◆ Exercise material ◆
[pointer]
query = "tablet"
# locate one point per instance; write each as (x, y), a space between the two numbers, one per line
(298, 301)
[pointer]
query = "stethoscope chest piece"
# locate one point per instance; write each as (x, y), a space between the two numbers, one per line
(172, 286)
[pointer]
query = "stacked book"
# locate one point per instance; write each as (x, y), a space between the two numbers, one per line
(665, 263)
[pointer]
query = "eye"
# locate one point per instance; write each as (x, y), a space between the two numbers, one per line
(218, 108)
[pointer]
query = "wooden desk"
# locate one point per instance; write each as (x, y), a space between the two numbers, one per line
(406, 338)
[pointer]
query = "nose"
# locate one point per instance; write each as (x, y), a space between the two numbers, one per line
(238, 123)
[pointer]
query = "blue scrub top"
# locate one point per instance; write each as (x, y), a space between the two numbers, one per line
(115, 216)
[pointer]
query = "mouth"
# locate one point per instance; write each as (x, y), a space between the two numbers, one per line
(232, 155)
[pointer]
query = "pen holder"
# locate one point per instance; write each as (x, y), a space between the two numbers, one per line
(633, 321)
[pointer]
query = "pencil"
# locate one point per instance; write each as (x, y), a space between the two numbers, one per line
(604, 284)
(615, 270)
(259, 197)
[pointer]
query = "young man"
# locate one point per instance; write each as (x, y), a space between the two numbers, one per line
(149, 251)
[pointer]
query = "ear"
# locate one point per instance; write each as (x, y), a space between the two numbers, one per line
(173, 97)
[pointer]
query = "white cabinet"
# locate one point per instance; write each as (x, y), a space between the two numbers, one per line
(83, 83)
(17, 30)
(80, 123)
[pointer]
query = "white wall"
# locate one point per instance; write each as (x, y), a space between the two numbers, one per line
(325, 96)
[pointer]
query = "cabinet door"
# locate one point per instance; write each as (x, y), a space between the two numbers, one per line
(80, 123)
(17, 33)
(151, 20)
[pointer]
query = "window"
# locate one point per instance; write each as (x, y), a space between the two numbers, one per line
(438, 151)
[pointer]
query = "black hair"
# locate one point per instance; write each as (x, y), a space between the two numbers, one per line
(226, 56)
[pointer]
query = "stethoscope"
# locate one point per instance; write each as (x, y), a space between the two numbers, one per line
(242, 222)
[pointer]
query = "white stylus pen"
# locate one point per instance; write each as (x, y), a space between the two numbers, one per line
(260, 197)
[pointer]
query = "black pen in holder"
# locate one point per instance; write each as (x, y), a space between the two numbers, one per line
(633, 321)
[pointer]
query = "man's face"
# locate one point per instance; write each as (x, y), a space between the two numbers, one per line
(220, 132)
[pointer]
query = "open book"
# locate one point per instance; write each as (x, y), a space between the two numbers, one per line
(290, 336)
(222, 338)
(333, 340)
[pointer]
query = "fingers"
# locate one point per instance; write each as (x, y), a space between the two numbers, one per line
--
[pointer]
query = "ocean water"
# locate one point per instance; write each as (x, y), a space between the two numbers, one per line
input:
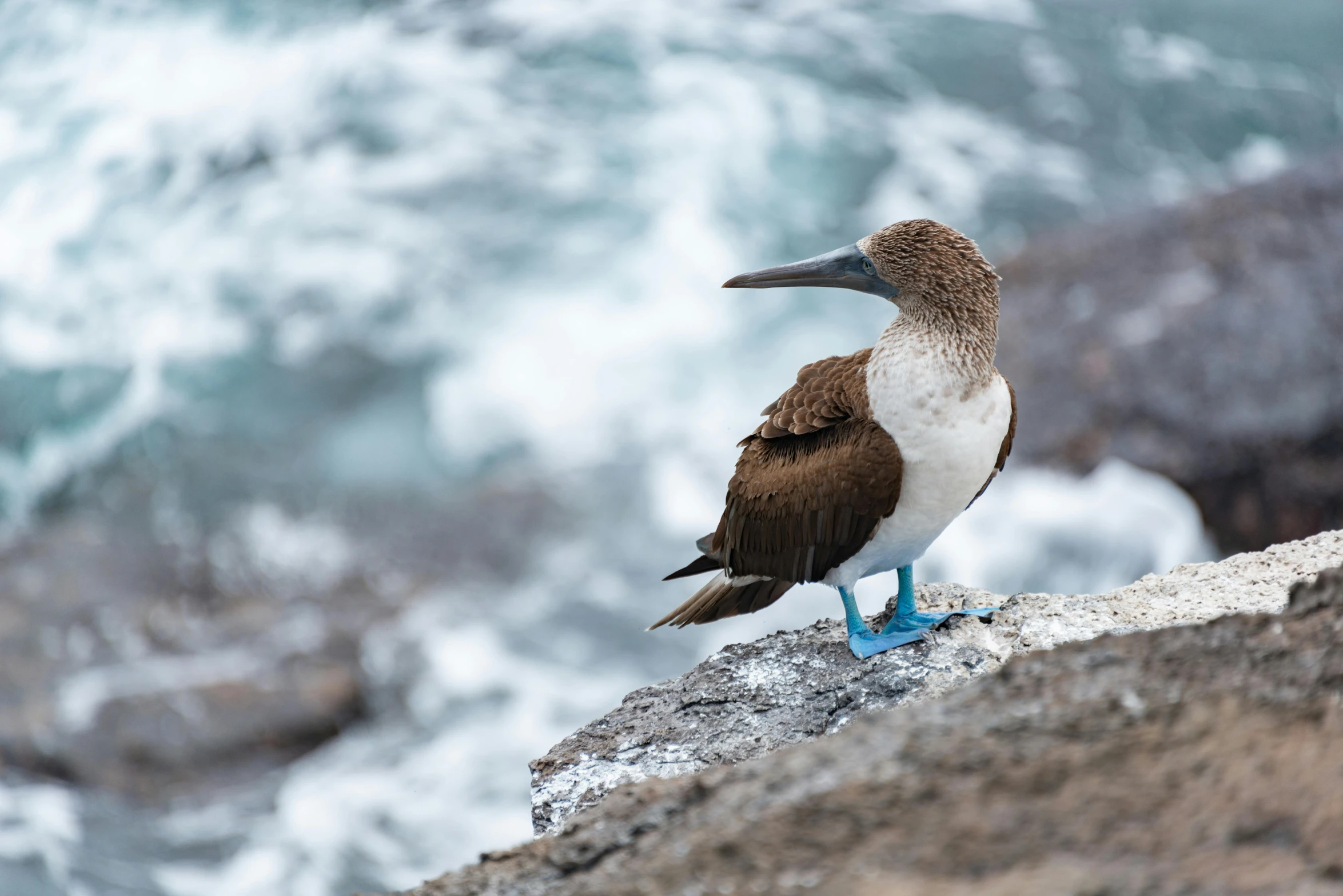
* * *
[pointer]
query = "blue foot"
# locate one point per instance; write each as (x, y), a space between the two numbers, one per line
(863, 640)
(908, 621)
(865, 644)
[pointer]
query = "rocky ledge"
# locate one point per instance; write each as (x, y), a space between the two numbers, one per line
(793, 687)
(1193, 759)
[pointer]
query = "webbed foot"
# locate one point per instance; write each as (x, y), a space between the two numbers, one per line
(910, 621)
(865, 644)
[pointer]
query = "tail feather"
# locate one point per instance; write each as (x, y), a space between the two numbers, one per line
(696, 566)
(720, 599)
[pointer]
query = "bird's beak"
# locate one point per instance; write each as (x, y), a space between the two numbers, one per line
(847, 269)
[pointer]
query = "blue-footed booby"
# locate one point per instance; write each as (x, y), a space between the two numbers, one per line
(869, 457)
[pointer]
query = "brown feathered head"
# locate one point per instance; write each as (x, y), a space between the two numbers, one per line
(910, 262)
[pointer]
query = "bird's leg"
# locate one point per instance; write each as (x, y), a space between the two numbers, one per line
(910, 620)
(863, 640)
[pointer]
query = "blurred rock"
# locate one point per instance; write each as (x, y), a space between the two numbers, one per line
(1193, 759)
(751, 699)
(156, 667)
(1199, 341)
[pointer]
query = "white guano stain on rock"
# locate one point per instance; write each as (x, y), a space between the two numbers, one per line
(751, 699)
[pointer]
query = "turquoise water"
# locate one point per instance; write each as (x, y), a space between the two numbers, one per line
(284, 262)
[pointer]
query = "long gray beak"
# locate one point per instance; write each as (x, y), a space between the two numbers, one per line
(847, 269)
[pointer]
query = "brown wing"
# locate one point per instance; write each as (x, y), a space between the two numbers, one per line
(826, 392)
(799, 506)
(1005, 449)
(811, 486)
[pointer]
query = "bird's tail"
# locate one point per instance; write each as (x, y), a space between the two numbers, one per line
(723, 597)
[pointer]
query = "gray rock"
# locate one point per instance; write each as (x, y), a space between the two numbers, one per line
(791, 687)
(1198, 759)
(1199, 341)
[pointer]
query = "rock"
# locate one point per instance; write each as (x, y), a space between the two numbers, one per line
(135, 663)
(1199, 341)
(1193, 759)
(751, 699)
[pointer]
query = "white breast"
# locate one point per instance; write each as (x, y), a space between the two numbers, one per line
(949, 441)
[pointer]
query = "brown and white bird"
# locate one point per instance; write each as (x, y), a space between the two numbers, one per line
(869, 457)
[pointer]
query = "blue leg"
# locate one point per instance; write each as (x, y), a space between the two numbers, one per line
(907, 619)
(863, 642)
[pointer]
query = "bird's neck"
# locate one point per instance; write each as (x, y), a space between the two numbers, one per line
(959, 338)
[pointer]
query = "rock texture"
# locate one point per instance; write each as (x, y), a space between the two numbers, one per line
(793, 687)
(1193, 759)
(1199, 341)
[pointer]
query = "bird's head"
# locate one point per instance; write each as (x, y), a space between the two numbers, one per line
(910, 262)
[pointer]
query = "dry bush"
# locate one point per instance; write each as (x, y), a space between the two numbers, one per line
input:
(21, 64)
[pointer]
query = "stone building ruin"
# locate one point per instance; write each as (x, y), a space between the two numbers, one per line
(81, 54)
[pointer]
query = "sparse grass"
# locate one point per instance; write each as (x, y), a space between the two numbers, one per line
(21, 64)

◆ Stated goal ◆
Count the lines of the records above that contain the string "gray", with case counting, and give only the number.

◆ Solution to this problem ◆
2